Using the records below, transcribe word for word the stretch from the line that contains "# test: identify the man's" through the line that contains "# test: identify the dirt embankment", both end lines included, and nothing else.
Source information START
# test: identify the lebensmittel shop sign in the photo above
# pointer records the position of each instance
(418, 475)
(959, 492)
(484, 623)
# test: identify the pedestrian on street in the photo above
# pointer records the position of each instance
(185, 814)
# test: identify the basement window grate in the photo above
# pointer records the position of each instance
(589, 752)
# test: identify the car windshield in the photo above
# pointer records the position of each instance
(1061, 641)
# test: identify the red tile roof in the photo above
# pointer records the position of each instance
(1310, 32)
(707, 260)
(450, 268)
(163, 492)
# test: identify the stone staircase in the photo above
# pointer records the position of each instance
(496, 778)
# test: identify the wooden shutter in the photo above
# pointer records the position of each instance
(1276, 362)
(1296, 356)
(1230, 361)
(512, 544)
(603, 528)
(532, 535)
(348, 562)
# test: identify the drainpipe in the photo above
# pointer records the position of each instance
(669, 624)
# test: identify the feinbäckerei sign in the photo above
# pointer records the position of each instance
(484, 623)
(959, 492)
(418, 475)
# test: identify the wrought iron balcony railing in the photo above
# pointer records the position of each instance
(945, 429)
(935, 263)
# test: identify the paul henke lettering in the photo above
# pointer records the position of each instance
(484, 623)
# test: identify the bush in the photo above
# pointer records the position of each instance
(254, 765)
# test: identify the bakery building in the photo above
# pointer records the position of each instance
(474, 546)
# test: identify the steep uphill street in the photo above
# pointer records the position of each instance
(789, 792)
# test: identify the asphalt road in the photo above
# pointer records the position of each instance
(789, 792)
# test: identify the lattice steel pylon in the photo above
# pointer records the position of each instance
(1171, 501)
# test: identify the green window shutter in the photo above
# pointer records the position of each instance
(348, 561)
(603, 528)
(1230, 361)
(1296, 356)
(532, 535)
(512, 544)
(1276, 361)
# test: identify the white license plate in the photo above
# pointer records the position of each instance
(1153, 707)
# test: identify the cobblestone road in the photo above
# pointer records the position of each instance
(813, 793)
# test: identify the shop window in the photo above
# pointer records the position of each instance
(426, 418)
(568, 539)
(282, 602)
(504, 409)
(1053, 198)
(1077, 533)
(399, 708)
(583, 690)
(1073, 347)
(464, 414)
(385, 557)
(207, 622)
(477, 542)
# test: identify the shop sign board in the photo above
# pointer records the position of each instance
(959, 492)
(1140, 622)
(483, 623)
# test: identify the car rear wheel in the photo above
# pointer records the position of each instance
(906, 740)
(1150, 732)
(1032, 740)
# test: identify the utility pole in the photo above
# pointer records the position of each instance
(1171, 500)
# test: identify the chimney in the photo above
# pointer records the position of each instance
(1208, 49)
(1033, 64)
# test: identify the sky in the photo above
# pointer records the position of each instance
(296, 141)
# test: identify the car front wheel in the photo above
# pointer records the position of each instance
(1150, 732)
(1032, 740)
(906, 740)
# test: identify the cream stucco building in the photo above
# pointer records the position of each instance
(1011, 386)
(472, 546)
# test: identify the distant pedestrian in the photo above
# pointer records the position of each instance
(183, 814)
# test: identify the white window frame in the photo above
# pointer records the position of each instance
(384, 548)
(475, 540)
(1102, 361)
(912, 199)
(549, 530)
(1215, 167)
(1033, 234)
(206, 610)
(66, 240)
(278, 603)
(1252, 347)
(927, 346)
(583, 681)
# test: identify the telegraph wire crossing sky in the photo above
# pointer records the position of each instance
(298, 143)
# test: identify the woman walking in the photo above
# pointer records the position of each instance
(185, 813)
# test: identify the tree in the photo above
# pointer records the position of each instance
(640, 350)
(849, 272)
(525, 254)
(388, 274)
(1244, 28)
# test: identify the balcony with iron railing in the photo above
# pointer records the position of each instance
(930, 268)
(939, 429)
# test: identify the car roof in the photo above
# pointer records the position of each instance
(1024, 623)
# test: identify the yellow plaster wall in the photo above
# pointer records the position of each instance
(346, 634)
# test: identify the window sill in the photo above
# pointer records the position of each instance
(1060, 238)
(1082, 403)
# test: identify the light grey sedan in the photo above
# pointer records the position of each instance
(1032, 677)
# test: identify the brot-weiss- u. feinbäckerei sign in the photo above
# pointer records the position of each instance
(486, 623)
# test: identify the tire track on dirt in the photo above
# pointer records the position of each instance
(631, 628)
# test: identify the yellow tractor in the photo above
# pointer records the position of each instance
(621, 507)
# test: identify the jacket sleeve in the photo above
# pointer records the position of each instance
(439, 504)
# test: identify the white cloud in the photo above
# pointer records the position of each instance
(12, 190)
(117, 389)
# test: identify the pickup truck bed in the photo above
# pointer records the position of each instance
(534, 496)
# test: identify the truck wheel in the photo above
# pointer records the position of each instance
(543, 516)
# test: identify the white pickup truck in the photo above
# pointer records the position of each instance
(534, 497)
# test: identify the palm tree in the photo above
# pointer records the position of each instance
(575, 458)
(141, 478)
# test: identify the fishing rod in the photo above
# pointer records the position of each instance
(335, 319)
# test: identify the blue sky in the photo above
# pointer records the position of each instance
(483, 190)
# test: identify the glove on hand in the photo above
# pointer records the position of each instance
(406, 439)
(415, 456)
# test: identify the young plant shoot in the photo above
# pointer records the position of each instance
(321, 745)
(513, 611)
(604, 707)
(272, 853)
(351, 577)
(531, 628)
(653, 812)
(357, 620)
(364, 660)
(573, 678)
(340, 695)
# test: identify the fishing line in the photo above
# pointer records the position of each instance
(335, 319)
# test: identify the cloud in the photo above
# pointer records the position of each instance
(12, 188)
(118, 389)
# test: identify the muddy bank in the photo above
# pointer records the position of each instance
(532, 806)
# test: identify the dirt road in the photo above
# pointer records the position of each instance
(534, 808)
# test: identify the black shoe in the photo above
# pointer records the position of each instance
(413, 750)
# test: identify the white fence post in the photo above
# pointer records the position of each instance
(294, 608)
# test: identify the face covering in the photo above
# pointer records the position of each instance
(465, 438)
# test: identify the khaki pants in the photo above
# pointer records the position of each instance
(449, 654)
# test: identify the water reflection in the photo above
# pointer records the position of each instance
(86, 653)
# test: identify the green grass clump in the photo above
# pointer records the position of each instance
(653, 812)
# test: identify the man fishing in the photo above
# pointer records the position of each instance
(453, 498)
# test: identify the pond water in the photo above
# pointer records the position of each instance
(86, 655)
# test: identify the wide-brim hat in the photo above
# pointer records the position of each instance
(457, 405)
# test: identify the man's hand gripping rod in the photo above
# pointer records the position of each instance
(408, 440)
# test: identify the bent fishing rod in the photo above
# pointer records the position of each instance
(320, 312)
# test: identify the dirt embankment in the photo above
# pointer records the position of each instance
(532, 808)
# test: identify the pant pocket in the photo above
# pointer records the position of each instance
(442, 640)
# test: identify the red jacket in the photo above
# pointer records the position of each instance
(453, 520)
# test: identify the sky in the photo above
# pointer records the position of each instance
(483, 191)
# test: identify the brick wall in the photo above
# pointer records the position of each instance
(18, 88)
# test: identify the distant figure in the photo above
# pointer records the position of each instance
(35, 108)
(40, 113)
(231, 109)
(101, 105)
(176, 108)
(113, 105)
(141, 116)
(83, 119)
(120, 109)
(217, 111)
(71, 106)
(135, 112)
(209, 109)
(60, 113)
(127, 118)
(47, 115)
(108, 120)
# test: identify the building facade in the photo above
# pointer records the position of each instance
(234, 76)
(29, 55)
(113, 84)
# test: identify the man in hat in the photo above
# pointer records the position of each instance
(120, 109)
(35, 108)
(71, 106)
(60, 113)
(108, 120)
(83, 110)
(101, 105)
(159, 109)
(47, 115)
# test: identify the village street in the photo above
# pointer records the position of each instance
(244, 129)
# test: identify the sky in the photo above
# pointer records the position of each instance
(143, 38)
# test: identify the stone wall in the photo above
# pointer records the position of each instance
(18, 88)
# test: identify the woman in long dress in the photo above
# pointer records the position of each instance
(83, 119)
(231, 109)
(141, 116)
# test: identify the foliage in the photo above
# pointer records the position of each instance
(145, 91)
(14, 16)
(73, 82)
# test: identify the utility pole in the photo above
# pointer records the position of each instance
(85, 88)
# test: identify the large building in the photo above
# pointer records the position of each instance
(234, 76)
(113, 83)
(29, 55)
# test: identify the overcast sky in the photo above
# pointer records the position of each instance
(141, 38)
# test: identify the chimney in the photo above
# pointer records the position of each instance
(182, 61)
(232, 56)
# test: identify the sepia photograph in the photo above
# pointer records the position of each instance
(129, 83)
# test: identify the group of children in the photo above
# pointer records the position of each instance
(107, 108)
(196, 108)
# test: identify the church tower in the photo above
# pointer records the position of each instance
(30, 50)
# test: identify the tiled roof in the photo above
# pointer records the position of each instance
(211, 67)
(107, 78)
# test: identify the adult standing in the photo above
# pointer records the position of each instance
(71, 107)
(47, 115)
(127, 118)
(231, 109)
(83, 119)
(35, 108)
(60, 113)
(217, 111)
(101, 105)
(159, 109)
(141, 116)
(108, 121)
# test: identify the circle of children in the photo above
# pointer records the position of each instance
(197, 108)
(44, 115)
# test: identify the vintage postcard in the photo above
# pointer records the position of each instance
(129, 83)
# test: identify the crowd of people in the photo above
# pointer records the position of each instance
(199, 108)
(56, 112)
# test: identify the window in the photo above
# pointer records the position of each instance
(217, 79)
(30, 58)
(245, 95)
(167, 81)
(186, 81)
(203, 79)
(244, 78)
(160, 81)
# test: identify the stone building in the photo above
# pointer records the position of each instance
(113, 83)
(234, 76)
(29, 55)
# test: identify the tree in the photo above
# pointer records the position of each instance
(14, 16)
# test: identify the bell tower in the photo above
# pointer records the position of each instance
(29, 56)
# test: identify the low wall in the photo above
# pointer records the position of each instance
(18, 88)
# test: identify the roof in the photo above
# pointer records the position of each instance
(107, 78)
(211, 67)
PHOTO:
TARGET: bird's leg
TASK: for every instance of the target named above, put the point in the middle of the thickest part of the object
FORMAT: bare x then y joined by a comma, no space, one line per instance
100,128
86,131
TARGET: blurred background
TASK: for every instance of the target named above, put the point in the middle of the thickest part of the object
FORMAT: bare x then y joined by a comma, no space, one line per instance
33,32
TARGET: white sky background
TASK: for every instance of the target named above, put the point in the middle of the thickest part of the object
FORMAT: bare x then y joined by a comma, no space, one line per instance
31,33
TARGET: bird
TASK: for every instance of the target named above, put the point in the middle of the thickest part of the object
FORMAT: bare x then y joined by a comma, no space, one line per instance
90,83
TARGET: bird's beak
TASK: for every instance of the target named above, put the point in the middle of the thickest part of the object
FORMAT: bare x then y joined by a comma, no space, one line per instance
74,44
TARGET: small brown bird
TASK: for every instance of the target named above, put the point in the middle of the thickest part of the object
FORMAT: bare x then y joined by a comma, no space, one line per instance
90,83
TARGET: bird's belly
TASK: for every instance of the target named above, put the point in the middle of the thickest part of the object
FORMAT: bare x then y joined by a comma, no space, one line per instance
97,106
Source information END
▶ **Written answer**:
# test: identify the man's hand gripping rod in the photo above
# pointer records the position of each instance
(408, 440)
# test: identify the bent fishing rod in the photo above
# pointer records the position of each instance
(320, 312)
# test: identify the dirt embankment in the photo above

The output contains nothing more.